--- Document ---
|---|
GENERATION OF PAYSLIPS AND EMAILING THE SAME TO EMPLOYEES

PHIRIM

New member
Local time
Today, 04:24
Joined
Jan 23, 2025
Messages
3
Dear forum members,

We have a database that has been working very well to generate payroll reports including payslips. We have been printing these payslips but a need has arisen for us to start generating them and at a click of a button, admin sends the same to all employees.

Kindly guide me, i'm a novice and ready to learn

Thank you all in anticipation
 
Crossposted here:
 
instead of printing to a printer, print to pdf - you’ll need to provide a path and file name which will need some sort of unique id such as employee id and the period the payslip covers

The rest of it all depends on what your tables look like and contain.
 
Cross post noted - I’ll leave it to the other forum as I don’t want to duplicate suggestions.

I would just point the OP to the similar threads at the bottom of this thread
 
cross posted here:
 
I thought I was having deja vue there for a moment, as I am sure this exact question has recently been asked?, presumably by another person, as bot this and their crosspost was only posted today?
NB, I have cossposted this post. :)

Edit: I believe this was the one I was thinking of.
 
@PHIRIM - you see comments in this thread about cross-posting. You have said you are a novice, so I will explain.

When you post the same question on two different sites, that is cross-posting. We strongly urge people to not cross-post, but we also understand that if you are not getting answers, you start "shopping around" to see if you can get better results. The problem with undiscovered cross-posting is that if you have done that, we have no easy way to know if your problem was solved and therefore might end up wasting the time of our volunteers to try to solve your problem independently of an already existing solution.

To mitigate this problem, if you DO cross-post but then include a link to the other article, we can at least see if you have an answer before we waste our time reinventing a wheel. If you at least notify us and post a link then it shows you are aware that you are taking up the time of volunteers who do not get paid for what they do.

As to your specific problem, I have a more political/government question for you. Some governments restrict sending private or personal information over unencrypted e-mail. Your IP address says you are from Zambia. Your location is not a problem with us, but we don't know the government regulations that protect your people's privacy. Please check with appropriate authorities to verify whether legally you CAN send personal data in the way you intended.
 
Hard to tell if PHIRIM even saw your post. If so hopefully he/she heeds "the same"
 
@PHIRIM - you see comments in this thread about cross-posting. You have said you are a novice, so I will explain.

When you post the same question on two different sites, that is cross-posting. We strongly urge people to not cross-post, but we also understand that if you are not getting answers, you start "shopping around" to see if you can get better results. The problem with undiscovered cross-posting is that if you have done that, we have no easy way to know if your problem was solved and therefore might end up wasting the time of our volunteers to try to solve your problem independently of an already existing solution.

To mitigate this problem, if you DO cross-post but then include a link to the other article, we can at least see if you have an answer before we waste our time reinventing a wheel. If you at least notify us and post a link then it shows you are aware that you are taking up the time of volunteers who do not get paid for what they do.
|---|
--- Records ---
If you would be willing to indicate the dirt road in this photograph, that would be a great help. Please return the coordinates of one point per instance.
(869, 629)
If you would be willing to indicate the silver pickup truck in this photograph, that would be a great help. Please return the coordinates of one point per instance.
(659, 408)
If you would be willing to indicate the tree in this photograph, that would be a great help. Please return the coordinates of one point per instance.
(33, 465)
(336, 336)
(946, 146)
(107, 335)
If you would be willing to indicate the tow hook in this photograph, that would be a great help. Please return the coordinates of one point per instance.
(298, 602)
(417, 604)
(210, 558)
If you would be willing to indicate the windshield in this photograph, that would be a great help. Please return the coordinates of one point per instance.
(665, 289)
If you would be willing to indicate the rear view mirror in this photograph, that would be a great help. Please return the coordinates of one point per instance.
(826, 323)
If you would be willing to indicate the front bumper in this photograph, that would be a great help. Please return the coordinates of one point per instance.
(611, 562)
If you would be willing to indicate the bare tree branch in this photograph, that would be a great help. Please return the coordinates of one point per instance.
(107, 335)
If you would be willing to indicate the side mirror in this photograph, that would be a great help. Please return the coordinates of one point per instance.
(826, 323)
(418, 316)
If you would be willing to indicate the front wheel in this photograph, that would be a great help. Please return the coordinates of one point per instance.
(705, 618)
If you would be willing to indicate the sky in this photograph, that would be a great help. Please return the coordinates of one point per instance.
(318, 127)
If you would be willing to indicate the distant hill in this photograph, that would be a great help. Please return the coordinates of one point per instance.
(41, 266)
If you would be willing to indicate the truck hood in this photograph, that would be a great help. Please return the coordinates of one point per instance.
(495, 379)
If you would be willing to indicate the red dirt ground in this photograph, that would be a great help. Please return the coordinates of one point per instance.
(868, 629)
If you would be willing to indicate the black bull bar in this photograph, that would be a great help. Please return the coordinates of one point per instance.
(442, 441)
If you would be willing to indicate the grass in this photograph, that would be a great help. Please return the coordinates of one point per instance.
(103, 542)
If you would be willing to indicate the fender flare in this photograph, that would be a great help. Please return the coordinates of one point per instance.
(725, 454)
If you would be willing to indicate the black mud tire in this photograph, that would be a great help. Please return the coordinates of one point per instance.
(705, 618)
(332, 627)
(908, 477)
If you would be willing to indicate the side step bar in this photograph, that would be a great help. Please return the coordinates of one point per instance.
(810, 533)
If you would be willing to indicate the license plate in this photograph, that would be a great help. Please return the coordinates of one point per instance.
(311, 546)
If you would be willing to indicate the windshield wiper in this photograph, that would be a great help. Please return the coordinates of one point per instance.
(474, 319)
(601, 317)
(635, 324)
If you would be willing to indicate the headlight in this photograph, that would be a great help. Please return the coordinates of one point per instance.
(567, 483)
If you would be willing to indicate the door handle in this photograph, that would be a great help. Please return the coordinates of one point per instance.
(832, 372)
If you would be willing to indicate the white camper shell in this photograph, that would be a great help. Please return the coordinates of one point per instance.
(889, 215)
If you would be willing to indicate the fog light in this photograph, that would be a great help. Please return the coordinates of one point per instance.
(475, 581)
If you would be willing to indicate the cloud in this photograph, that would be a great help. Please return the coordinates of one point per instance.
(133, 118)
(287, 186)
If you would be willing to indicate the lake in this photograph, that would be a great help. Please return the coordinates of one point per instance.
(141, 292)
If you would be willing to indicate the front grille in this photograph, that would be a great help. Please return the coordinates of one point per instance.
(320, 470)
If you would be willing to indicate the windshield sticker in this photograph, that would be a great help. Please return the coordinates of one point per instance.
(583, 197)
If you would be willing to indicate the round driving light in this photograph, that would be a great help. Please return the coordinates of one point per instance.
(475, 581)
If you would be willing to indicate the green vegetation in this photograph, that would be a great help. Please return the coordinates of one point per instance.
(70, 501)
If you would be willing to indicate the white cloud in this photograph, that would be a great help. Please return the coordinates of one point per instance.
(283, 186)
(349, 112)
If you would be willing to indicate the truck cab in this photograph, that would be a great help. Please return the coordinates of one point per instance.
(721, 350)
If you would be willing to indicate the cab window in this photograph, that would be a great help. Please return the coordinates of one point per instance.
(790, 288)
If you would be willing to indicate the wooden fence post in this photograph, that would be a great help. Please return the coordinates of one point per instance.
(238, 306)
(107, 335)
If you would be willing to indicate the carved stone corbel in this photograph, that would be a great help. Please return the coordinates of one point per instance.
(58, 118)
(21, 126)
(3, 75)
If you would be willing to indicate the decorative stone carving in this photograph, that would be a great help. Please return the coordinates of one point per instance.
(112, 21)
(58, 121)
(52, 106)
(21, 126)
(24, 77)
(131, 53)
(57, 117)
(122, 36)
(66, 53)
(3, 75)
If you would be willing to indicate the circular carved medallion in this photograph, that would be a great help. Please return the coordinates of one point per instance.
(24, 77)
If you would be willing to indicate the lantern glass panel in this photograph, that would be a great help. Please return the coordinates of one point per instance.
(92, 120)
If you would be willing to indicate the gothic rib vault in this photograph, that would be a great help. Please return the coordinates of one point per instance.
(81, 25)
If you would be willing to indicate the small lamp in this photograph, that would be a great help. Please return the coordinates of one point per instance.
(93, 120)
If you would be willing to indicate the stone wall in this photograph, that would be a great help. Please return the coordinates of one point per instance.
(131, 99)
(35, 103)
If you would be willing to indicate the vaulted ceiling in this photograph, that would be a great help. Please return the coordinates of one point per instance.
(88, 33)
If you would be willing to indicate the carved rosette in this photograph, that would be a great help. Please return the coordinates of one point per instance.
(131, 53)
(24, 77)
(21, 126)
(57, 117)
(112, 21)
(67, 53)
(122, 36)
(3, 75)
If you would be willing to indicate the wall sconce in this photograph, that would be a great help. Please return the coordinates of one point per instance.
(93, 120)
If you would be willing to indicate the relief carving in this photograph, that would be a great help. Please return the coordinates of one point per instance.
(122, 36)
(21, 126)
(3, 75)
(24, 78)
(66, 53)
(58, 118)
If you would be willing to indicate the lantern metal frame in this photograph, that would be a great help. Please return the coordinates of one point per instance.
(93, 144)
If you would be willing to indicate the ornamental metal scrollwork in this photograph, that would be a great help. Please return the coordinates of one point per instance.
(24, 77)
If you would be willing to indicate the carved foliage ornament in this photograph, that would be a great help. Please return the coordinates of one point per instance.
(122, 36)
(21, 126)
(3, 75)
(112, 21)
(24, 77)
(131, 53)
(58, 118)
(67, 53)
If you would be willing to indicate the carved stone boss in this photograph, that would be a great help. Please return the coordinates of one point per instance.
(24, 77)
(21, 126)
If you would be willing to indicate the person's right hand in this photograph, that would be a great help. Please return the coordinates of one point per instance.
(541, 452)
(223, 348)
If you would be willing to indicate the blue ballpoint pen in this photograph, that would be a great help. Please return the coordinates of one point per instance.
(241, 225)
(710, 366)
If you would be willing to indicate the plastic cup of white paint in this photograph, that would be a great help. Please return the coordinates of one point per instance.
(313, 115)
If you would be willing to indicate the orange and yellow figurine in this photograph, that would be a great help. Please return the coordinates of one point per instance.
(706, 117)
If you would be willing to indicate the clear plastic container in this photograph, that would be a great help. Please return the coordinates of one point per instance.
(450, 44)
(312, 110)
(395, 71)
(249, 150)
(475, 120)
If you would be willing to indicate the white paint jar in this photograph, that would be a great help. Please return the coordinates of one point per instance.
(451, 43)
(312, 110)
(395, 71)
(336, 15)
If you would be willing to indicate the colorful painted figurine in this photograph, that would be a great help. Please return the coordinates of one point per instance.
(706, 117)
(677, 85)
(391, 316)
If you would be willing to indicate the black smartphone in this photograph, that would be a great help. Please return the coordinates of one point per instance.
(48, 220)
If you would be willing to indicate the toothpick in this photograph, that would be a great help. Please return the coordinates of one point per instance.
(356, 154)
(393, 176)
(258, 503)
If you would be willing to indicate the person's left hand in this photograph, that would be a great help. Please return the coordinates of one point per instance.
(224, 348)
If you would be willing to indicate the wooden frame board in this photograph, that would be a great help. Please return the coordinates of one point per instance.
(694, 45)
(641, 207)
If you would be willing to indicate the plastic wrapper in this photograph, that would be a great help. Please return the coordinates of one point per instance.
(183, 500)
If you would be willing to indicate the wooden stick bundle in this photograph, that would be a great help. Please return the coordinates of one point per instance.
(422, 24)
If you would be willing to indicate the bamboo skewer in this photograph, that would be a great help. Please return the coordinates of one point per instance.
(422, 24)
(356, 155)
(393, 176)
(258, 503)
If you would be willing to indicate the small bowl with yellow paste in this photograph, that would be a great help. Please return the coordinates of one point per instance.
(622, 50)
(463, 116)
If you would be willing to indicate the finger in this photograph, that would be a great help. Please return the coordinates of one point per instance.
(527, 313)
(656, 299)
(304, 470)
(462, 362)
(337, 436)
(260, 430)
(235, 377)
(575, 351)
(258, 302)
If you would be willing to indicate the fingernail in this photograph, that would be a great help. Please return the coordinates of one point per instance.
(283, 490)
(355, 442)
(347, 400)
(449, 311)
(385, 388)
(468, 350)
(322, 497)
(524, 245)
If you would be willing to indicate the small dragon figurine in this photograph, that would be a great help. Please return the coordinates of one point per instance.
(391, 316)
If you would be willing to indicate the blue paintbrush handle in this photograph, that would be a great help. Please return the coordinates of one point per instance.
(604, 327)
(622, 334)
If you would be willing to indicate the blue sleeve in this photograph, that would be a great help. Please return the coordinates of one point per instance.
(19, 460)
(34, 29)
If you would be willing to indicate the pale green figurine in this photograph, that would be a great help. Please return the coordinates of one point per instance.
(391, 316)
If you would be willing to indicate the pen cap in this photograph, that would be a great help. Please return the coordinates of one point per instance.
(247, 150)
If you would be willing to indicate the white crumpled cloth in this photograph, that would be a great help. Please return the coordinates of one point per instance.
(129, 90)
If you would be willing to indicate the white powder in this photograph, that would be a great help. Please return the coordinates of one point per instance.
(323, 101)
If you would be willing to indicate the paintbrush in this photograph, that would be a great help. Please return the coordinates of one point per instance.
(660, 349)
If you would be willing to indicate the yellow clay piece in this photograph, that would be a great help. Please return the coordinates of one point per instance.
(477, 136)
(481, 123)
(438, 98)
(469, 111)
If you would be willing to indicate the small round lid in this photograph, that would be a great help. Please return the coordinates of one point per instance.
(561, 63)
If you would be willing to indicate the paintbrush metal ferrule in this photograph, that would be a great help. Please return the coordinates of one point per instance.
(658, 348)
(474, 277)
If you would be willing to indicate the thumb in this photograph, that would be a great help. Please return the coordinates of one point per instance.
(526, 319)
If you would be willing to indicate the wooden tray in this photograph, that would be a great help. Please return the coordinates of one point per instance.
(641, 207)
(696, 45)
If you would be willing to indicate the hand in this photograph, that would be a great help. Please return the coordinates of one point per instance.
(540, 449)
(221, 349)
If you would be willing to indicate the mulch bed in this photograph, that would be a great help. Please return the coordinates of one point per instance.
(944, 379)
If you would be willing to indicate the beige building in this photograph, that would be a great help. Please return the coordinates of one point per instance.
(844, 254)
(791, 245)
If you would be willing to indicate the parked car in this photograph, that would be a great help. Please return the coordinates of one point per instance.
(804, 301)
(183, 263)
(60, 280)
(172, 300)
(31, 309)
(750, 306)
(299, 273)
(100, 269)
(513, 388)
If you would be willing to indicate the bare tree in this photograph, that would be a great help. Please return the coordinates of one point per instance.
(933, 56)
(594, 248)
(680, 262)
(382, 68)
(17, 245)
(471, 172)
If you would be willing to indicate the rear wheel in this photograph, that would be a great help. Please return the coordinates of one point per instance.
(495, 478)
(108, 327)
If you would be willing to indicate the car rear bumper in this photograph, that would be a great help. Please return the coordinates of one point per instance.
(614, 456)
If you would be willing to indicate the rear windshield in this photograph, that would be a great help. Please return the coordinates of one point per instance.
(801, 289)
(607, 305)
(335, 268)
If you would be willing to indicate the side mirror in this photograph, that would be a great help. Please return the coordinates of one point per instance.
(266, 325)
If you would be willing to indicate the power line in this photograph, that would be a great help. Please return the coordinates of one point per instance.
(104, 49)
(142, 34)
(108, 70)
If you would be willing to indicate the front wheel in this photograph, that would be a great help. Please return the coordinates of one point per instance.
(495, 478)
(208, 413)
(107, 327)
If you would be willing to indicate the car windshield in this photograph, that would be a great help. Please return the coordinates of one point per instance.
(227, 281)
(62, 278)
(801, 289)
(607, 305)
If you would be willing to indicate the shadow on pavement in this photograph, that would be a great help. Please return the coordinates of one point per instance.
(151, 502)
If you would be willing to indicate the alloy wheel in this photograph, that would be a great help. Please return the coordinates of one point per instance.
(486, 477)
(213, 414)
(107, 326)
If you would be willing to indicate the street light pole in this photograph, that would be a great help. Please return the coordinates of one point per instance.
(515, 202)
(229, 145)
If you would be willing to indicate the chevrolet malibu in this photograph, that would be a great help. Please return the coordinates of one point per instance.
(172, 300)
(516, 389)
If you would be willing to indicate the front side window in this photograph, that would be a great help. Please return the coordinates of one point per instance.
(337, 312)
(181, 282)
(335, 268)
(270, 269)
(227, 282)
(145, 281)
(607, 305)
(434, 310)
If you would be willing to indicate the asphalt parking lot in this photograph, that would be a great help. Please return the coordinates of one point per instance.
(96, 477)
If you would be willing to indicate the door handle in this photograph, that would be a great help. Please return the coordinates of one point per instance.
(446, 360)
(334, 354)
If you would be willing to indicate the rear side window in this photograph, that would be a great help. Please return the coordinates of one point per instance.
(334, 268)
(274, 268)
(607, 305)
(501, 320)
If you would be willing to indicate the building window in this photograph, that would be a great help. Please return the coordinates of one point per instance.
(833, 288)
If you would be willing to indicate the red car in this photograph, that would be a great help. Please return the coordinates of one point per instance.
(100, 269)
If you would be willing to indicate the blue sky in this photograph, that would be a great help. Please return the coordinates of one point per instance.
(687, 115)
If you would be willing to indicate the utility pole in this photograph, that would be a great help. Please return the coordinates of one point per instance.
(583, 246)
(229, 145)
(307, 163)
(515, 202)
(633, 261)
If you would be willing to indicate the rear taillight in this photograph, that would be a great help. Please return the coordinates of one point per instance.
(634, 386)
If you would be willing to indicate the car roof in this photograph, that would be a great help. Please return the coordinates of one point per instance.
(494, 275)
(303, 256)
|---|
--- What you are asked to do ---
Rewrite the forum thread starting with "Cross post noted" and going on through "only posted today?", swapping "forum" for "site" everywhere it occurs.

--- Solution to this problem ---
Cross post noted - I’ll leave it to the other site as I don’t want to duplicate suggestions.

I would just point the OP to the similar threads at the bottom of this thread
 
cross posted here:
 
I thought I was having deja vue there for a moment, as I am sure this exact question has recently been asked?, presumably by another person, as bot this and their crosspost was only posted today?